Task prompt ▸ What follows are records. Restate all of them word for word.

(Referring expression pointing data)
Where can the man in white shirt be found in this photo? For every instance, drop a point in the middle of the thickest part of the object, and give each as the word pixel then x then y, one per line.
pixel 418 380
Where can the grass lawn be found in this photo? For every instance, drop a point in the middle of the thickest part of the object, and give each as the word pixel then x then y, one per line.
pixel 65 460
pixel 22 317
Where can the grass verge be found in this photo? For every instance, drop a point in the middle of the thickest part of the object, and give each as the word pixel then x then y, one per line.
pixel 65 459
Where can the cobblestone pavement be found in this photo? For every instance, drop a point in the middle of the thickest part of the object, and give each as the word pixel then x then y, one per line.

Task solution ▸
Where can the man in white shirt be found in this photo? For every instance, drop a point in the middle of the thickest part of the object, and give each as the word pixel then x then y, one per line.
pixel 418 380
Where can the grass lawn be found in this photo? For every instance, drop a point in the middle of the thickest part of the object, and give each as the word pixel then x then y, one per line.
pixel 65 460
pixel 22 317
Where can the grass verge be found in this photo? For every instance, drop a point in the middle of the thickest part of the object, and give each as the word pixel then x then y, one per line.
pixel 65 459
Where can the cobblestone pavement be found in this photo? For every instance, drop a point in the middle of the thickest part of the object, and give each as the word pixel then x then y, one per line.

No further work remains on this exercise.